# GOAL OF THE EXERCISE
Reproduce each of the following rows word for word, keeping every character unchanged.

# EXERCISE INPUTS

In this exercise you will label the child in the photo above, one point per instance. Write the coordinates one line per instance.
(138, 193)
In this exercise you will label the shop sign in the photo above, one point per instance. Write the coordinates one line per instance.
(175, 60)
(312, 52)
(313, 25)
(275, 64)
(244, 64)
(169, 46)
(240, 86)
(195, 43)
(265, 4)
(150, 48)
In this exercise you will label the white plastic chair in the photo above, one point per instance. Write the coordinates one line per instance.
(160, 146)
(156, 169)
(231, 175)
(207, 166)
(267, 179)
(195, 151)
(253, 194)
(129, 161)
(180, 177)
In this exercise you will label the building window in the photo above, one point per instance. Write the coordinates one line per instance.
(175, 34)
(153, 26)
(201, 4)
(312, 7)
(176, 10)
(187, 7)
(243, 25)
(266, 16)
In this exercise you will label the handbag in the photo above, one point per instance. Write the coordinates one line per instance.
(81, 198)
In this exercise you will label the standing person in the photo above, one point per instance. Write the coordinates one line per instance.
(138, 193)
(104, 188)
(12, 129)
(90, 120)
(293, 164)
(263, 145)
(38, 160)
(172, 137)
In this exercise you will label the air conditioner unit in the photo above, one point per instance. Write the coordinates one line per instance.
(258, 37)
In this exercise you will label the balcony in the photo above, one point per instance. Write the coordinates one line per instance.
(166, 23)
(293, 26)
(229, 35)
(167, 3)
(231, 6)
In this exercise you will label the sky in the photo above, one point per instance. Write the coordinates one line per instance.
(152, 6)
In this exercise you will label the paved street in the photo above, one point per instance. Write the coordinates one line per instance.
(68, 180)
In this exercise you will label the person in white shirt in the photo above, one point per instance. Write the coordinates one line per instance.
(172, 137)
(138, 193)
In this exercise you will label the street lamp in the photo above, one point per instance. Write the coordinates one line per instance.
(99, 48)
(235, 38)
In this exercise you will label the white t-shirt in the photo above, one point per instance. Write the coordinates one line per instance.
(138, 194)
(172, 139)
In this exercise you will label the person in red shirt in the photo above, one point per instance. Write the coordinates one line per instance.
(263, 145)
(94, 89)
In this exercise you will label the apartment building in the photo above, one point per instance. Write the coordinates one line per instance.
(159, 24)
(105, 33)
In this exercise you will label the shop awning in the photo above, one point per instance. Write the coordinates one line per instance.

# SOLUTION
In this exercise you will label the child in the photo above, one point per instance. Write the coordinates one line per instance.
(138, 193)
In this exercise you will label the shop sign in the photo above, one point per instance. Write the coordinates one line per instance.
(175, 60)
(312, 52)
(313, 25)
(275, 64)
(244, 64)
(169, 46)
(240, 86)
(195, 43)
(265, 4)
(150, 48)
In this exercise you will label the white plastic chair in the photo above, one point per instance. Write the coordinates one line per instance.
(160, 146)
(156, 169)
(231, 175)
(207, 166)
(267, 179)
(195, 151)
(253, 194)
(129, 161)
(180, 177)
In this exercise you will label the building window in the photo above, one point per instance. Write the coordinates one line per instance.
(175, 34)
(153, 26)
(201, 4)
(312, 7)
(176, 10)
(187, 7)
(243, 25)
(266, 16)
In this exercise you will label the handbag in the photo above, one point per instance. Write the coordinates one line per instance.
(81, 198)
In this exercise you will label the standing person in the photo above, one point per instance. Write the coordinates one line per instance.
(138, 193)
(104, 188)
(12, 129)
(90, 120)
(293, 164)
(263, 145)
(38, 160)
(172, 137)
In this exercise you will label the air conditioner unit in the photo above, one point per instance. Write the coordinates one line per instance.
(258, 37)
In this exercise you will label the balcony in the photo above, one point per instance. Write the coordinates one line per instance.
(166, 23)
(293, 26)
(229, 35)
(167, 3)
(231, 6)
In this exercise you will label the sky in the photo above, one point per instance. Write the coordinates one line per instance.
(152, 6)
In this exercise you will label the paved street in the photo above, one point per instance. Write the coordinates one line per instance.
(68, 180)
In this exercise you will label the person in white shirt in the photo above, one point per instance. Write the coordinates one line per instance.
(172, 137)
(138, 193)
In this exercise you will label the street lamp in the photo above, one point per instance. Write the coordinates one line per instance.
(99, 48)
(235, 38)
In this exercise you will label the white t-shirt in the photo above, one point per instance. Write the coordinates one line per instance.
(138, 194)
(172, 139)
In this exercise you will label the person in red shirt in the photo above, one point per instance. Write the coordinates one line per instance.
(263, 145)
(94, 89)
In this exercise you will label the apartment building in the photo above, one point per instance. Write the coordinates one line per instance.
(159, 24)
(105, 33)
In this exercise you will label the shop awning in the photo above, one point per instance. Write the coordinates one line per instance.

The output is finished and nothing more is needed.